▶ **PROBLEMS TO WORK ON**:
(1) Using the passage on Wari khipus, explain what marks the two unprovenanced khipus as the same type Conklin described.
(2) According to the passage on Wari khipus, how many pendants does the large thread-wrapped khipu have, and how are they grouped?
(3) Resume the passage on Wari khipus from the point where it stops.

▶ **SOURCE PASSAGE**:
▽
Wari, an expansive culture associated with a southern Peruvian state of possibly imperial makeup, was one of two cultures that characterize the period of far-flung cultural sharing called the Middle Horizon. Conklin identified three material peculiarities: first, “the shanks of the pendant cords are wrapped with patterned multicolored thread” (Conklin 1982: 268); second, knotting is less salient and varied: the only knots are multiple overhand knots; third, final plying is uniformly Z. Two more unprovenanced khipus, each small enough to fit in one hand but richly crafted, belong to the same type. Their thread lashings are bright-colored and complexly patterned with color bars and Xs. Both subsidiaries and knots, in contrast, are much less frequent than in Inka examples. Conklin describes a final, large and remarkable thread-wrapped khipu with 100 pendants in groups of five, and 10 different types of subsidiaries hanging from them. Conklin (1982: 277) suggests that the numerical system is base five.
△
▶ **STORED DATA**:
▽
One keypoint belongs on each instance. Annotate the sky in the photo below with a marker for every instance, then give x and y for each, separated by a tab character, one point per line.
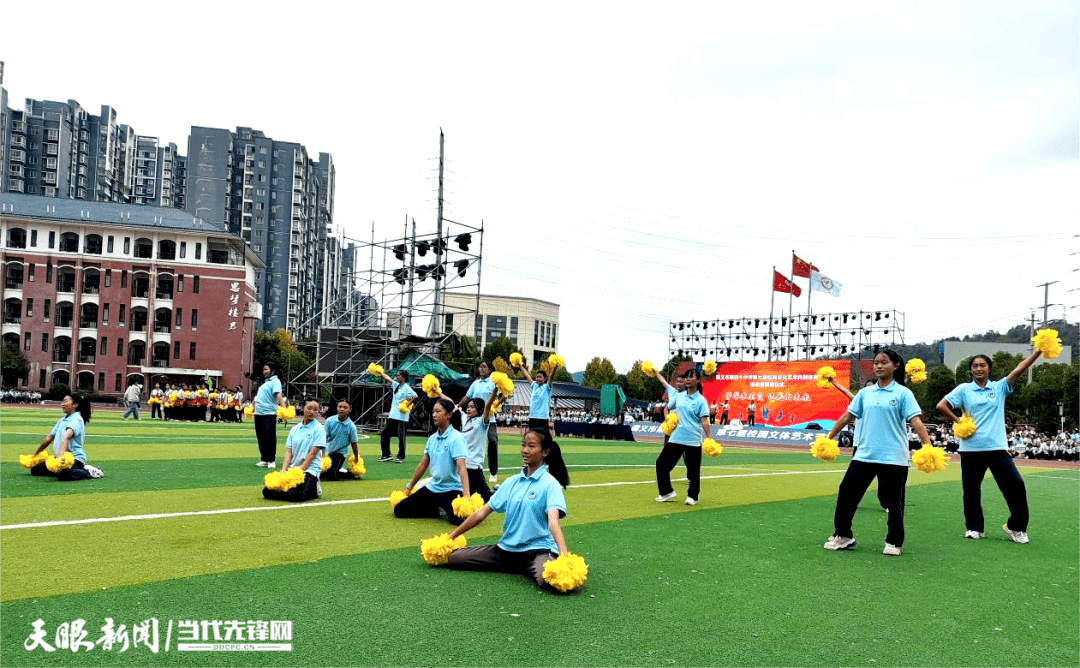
640	166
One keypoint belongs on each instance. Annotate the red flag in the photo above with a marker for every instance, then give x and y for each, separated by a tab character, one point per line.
801	268
782	284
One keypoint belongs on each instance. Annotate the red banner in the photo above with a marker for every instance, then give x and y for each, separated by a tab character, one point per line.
784	393
781	284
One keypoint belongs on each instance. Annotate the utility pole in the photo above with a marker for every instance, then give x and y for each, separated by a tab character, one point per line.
436	325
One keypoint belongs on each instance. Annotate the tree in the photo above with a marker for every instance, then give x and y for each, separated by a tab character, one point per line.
13	365
598	371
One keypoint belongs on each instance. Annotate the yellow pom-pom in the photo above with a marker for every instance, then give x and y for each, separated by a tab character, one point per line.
356	466
963	428
825	448
430	386
929	459
63	463
397	496
502	383
436	550
566	572
1047	342
711	448
463	507
823	375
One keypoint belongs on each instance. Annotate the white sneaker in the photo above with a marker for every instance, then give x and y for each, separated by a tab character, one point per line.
837	542
1017	536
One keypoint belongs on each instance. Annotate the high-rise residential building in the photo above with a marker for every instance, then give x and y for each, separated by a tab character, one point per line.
281	202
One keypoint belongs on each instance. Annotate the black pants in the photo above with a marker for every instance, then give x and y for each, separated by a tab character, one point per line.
304	491
78	472
973	467
337	462
892	481
393	427
266	432
426	503
669	458
494	558
493	449
477	485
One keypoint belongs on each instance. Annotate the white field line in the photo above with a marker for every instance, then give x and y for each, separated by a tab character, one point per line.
124	518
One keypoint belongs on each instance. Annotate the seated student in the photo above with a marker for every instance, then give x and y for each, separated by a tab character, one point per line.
304	449
534	503
340	434
446	454
71	430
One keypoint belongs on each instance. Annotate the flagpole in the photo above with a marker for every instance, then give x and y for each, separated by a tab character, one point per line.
772	302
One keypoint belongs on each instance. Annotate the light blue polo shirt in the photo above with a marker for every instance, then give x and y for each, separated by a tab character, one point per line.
526	501
266	404
340	434
402	393
690	410
78	427
481	387
882	414
474	431
301	439
540	401
986	407
443	451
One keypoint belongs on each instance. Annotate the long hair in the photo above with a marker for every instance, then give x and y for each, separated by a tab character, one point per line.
554	458
894	357
81	405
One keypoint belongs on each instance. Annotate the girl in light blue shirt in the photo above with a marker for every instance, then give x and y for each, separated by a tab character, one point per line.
△
▶ **THE REPLIES**:
(1) Like the khipus Conklin described, both have pendant cords wrapped in bright, patterned thread, here with color bars and Xs. Both also have far fewer subsidiaries and knots than Inka examples, which matches Conklin's point that knotting is less common and less varied.

(2) It has 100 pendants in groups of five.

(3)
Long before the Inkas, then, Middle Horizon khipu seem to have had a different material constitution. It corresponded to an exalted use, as we know from their treasure-grade craftspersonship. One equally luxurious specimen seems transitional between the Middle Horizon and Inka khipus (Pereyra 1997). The Inkas held Middle Horizon remains in reverence as ‘prototypes’ (dechados; Betanzos 1987 [1551]: 11–13) of their world, and may have viewed thread-wrapping as a sign of archaic glory. If they associated wrapping with remote antiquity they were not mistaken, for this practice appears in textiles of a cultural horizon very much older than even the Middle Horizon: that is, the Chavín or Early Horizon, about 1000 bce.
There is another Andean medium that emphasizes wrapping. Thread-wrapping of sticks had a two-millennium life alongside thread-wrapping of khipus. Jeffrey Splitstoser has studied fourcolor Chavín-influenced wrapped sticks from the Paracas site of Cerrillos (Conklin and Splitstoser 2009; see Figure 8). They accompanied a female burial dating to about 200 bce. Imagery of birds carrying such sticks ranges from Chavín through Middle Horizon chronology. Numerous wrapped sticks of immediately pre-Inka, Inka, or immediately post-Inka times are preserved in museums (see Figure 9). Herrmann and Meyer (1993) have published astonishing images of late prehispanic mummies holding wrapped sticks (see Figure 10).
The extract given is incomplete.